### Aufgabe 1
Gib die Zeilen der Auflistung von der Zeile mit „Would you be able to point at the stadium“ bis einschließlich der letzten Zeile der Auflistung als nummerierte Liste aus und lass dabei Leerzeilen weg.

### Textauszug
——————————

# GWT



## DerKoenig (5. September 2010)

Moin Leude,

gibt es ein gwt Tutorial für ****s mit einigermaßen guten Javakenntnissen aber nicht sonderlich viele Kenntnisse über Design etc (also Quellcode) aufbau.

Mein Problem ist, ich hab mir das Plugin für Eclipse geladen und nun ein neues Webprojekt erstellt. Nun sehe ich da x Klassen und weiß nicht genau welche wofür ist. Nagut hab mir dann die Beschreibungen durchgelesen und joa so halbwegs verstanden. Nun, wenn ich jedoch meine eigenen Teile einfüge bin ich mir nicht so ganz im klaren, wie ich das nachher machen soll =)

Am  besten ich sag euhc was ich verstanden habe, dann könnt ihr mir sagen ob ich es falsch verstanden habe und wie es weitergeht, hoffe ich jedenfalls.

——————————

### Daten zur Aufgabe
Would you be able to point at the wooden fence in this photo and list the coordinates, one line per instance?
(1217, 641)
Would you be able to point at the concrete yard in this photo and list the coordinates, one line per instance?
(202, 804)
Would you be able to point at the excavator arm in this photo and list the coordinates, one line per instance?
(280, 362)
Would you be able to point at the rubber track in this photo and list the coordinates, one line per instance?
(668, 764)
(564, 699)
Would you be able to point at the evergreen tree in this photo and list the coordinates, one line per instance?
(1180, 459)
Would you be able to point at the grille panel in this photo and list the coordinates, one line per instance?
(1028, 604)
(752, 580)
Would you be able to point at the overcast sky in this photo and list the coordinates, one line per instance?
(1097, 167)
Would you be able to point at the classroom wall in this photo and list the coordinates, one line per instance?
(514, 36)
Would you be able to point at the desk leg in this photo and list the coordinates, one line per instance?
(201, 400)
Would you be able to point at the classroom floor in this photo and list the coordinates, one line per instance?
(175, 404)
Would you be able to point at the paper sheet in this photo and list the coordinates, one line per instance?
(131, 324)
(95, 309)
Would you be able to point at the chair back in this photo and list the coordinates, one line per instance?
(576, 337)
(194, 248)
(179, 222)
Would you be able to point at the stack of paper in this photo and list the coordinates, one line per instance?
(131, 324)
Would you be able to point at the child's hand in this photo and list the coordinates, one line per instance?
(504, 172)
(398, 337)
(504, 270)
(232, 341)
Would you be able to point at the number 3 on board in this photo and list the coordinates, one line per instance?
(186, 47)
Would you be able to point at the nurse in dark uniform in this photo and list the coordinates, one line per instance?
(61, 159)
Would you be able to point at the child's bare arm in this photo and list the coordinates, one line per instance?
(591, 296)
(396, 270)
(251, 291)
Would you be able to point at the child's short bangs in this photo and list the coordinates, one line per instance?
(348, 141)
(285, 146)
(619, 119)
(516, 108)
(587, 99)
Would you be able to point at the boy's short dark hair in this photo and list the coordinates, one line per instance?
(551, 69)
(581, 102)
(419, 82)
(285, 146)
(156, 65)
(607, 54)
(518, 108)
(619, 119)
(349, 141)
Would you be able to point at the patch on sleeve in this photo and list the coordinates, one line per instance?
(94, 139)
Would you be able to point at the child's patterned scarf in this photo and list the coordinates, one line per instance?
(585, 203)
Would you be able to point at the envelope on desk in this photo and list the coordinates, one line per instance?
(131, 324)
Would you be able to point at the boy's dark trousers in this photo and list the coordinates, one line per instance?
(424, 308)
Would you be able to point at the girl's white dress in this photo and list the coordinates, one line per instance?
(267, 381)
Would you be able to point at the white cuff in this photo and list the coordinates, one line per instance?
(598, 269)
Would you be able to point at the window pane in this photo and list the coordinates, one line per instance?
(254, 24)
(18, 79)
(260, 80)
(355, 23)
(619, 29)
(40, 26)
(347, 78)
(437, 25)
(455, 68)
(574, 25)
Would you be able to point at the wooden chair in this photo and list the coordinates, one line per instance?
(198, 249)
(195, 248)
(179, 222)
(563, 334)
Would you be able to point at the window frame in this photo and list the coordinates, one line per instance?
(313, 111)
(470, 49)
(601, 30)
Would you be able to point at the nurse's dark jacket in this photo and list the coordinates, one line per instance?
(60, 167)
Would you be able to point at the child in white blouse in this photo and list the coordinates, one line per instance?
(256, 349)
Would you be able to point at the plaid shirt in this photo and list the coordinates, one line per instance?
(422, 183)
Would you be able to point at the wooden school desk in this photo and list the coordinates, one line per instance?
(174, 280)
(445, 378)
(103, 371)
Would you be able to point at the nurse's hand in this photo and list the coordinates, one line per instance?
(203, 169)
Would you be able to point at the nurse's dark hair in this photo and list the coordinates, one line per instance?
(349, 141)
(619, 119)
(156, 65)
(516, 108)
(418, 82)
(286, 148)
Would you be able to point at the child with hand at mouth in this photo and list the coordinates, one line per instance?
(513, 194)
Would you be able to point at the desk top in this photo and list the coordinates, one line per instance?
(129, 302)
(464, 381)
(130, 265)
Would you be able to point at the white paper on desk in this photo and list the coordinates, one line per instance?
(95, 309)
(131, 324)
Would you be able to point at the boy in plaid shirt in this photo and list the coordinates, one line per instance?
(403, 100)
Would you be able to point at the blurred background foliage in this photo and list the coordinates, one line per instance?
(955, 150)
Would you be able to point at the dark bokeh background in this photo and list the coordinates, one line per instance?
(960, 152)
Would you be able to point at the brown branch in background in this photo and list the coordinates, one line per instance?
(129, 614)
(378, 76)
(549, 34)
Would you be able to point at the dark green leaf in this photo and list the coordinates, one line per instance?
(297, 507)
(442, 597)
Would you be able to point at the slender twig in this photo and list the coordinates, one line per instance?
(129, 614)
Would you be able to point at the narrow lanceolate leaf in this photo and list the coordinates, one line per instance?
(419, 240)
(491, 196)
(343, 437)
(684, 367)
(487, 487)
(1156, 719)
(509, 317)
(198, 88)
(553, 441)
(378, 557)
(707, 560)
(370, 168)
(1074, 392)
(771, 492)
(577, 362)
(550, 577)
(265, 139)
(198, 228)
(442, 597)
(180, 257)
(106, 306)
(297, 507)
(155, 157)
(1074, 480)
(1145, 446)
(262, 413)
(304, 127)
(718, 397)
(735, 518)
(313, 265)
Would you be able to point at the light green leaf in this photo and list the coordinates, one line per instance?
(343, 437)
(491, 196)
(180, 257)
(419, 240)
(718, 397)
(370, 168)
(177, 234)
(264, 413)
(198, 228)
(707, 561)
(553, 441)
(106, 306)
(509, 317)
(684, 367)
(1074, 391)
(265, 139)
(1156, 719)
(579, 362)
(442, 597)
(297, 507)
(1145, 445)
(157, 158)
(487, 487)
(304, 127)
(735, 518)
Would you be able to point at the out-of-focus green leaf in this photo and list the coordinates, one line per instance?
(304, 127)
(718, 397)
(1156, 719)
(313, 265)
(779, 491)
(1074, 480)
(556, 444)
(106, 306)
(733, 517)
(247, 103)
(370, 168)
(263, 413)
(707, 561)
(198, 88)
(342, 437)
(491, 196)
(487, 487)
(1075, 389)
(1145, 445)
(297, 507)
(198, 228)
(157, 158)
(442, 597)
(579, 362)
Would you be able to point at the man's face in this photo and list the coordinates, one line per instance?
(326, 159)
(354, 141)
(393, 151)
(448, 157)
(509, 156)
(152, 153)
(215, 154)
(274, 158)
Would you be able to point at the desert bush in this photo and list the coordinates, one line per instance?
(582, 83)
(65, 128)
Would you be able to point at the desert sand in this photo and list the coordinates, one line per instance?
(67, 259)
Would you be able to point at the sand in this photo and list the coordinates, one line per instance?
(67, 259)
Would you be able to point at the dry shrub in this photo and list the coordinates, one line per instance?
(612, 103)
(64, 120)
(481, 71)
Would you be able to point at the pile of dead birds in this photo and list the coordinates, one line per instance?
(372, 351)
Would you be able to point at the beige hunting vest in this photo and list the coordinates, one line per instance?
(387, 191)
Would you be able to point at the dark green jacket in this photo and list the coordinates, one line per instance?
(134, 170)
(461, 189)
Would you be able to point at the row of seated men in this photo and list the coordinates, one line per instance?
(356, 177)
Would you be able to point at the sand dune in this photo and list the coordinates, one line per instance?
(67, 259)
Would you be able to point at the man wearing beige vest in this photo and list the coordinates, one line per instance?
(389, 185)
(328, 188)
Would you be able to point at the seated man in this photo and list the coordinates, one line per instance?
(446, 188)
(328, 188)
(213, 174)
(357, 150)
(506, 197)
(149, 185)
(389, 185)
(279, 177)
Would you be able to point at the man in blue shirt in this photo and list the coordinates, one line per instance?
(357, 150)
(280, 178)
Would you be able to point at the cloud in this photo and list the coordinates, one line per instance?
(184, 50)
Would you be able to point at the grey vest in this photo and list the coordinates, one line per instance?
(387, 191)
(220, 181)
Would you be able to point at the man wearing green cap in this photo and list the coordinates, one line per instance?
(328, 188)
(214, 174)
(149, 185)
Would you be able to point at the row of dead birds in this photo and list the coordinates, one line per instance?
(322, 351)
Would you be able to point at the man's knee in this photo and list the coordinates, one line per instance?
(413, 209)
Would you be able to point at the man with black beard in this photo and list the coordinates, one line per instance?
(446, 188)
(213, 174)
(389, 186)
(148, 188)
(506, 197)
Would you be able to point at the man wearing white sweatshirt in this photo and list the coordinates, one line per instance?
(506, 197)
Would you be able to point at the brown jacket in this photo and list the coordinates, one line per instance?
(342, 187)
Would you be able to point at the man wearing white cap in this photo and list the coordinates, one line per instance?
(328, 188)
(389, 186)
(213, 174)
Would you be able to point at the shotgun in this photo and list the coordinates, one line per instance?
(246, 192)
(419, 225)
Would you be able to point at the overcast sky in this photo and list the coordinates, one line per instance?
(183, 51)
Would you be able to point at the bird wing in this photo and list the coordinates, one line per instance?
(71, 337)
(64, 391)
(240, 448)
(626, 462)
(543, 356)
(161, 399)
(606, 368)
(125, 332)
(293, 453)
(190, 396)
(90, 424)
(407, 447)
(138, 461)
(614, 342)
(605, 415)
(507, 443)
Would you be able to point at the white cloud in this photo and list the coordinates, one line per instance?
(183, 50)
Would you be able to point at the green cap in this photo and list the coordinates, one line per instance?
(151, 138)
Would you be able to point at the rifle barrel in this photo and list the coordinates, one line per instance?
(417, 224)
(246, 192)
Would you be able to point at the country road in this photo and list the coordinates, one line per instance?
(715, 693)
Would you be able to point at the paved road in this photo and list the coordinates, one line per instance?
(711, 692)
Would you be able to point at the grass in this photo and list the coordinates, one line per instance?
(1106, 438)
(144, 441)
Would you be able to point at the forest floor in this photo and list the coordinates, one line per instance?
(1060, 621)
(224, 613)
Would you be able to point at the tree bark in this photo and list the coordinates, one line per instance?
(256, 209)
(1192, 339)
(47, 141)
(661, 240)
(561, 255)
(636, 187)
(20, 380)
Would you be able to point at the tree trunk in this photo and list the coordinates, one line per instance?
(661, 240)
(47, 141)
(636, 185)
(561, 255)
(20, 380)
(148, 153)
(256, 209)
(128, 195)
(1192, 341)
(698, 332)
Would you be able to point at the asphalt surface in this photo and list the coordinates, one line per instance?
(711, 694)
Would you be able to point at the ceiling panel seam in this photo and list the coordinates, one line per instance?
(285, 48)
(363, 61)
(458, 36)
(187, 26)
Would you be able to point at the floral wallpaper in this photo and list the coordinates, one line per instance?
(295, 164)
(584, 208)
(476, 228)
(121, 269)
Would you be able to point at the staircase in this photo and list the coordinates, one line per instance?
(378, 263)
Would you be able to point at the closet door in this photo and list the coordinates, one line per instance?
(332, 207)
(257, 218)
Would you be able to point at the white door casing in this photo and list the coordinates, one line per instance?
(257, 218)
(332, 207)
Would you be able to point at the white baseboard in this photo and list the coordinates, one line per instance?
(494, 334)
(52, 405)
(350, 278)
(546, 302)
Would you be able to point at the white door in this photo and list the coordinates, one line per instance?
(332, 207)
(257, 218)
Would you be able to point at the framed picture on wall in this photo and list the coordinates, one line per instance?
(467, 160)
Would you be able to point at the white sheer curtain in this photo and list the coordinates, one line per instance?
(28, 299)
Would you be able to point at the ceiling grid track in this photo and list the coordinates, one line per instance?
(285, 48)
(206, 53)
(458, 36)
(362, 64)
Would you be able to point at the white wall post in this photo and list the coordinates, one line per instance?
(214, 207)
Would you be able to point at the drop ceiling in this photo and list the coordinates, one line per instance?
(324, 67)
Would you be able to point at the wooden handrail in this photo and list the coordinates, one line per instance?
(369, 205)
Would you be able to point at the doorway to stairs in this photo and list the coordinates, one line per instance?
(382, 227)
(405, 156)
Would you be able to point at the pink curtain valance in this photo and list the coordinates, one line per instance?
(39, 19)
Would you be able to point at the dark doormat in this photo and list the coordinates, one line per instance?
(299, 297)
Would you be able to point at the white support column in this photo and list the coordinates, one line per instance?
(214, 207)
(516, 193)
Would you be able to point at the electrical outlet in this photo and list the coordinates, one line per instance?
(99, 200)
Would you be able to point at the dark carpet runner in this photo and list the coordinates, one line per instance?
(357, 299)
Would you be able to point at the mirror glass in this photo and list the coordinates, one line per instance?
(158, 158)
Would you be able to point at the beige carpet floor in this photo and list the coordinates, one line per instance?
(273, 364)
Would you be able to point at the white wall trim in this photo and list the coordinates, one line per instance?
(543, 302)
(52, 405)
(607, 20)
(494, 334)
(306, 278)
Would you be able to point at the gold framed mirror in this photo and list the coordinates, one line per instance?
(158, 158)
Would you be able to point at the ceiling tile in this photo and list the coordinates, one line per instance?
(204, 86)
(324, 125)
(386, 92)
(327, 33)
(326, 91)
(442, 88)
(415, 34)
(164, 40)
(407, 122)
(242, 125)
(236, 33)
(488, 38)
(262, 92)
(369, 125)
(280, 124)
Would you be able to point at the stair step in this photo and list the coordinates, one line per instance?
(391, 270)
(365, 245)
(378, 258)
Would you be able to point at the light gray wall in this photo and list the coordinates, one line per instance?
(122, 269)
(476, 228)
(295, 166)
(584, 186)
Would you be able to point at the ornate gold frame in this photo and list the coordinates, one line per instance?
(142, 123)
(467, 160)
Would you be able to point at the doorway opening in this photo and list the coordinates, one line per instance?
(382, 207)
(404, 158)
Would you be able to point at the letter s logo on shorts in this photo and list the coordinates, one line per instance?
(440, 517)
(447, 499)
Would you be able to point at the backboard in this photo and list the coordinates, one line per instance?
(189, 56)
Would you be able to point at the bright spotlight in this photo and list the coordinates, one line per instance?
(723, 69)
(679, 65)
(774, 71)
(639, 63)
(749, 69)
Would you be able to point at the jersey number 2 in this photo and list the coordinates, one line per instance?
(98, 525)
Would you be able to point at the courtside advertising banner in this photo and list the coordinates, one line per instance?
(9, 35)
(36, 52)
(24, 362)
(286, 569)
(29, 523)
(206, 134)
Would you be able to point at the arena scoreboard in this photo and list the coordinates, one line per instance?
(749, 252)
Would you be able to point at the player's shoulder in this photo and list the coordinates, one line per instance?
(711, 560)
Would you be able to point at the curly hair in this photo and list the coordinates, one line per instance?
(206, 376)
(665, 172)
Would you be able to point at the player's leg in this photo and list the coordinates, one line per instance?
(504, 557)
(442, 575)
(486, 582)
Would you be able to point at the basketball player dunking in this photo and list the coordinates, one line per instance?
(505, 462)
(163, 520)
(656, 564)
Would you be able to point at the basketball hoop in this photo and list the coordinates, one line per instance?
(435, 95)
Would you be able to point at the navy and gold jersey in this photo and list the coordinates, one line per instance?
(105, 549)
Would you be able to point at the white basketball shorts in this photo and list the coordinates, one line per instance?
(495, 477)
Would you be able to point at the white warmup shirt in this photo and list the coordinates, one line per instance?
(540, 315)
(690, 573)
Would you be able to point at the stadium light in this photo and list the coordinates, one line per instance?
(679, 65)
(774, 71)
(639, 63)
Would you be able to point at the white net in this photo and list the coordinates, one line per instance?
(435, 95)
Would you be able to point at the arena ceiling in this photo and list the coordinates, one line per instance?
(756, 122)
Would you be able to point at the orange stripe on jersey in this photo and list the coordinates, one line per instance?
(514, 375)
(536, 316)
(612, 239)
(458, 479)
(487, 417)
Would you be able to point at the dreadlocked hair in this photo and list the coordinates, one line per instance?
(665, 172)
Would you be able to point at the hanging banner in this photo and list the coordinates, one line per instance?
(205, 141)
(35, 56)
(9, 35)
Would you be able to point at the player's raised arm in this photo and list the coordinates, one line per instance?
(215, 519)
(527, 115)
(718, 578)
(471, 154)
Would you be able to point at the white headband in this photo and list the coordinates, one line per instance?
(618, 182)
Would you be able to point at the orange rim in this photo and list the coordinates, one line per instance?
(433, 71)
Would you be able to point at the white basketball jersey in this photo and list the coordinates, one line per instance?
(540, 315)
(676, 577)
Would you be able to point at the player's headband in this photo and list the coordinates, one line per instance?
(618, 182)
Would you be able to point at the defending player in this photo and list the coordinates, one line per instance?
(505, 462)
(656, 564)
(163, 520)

——————————

### Aufgabe 2
Beantworte zum Forumsbeitrag über GWT kurz:
(a) Welche Kenntnisse werden im Beitrag als einigermaßen gut bezeichnet?
(b) Was wurde nach dem Laden des Plugins für Eclipse erstellt?
(c) Welches Datum steht beim Beitrag?

### Antwort 1
1. Would you be able to point at the stadium light in this photo and list the coordinates, one line per instance?
2. (679, 65)
3. (774, 71)
4. (639, 63)
5. Would you be able to point at the white net in this photo and list the coordinates, one line per instance?
6. (435, 95)
7. Would you be able to point at the arena ceiling in this photo and list the coordinates, one line per instance?
8. (756, 122)
9. Would you be able to point at the orange stripe on jersey in this photo and list the coordinates, one line per instance?
10. (514, 375)
11. (536, 316)
12. (612, 239)
13. (458, 479)
14. (487, 417)
15. Would you be able to point at the dreadlocked hair in this photo and list the coordinates, one line per instance?
16. (665, 172)
17. Would you be able to point at the hanging banner in this photo and list the coordinates, one line per instance?
18. (205, 141)
19. (35, 56)
20. (9, 35)
21. Would you be able to point at the player's raised arm in this photo and list the coordinates, one line per instance?
22. (215, 519)
23. (527, 115)
24. (718, 578)
25. (471, 154)
26. Would you be able to point at the white headband in this photo and list the coordinates, one line per instance?
27. (618, 182)
28. Would you be able to point at the orange rim in this photo and list the coordinates, one line per instance?
29. (433, 71)
30. Would you be able to point at the white basketball jersey in this photo and list the coordinates, one line per instance?
31. (540, 315)
32. (676, 577)
33. Would you be able to point at the player's headband in this photo and list the coordinates, one line per instance?
34. (618, 182)
35. Would you be able to point at the defending player in this photo and list the coordinates, one line per instance?
36. (505, 462)
37. (656, 564)
38. (163, 520)

### Antwort 2
(a) Javakenntnisse
(b) ein neues Webprojekt
(c) 5. September 2010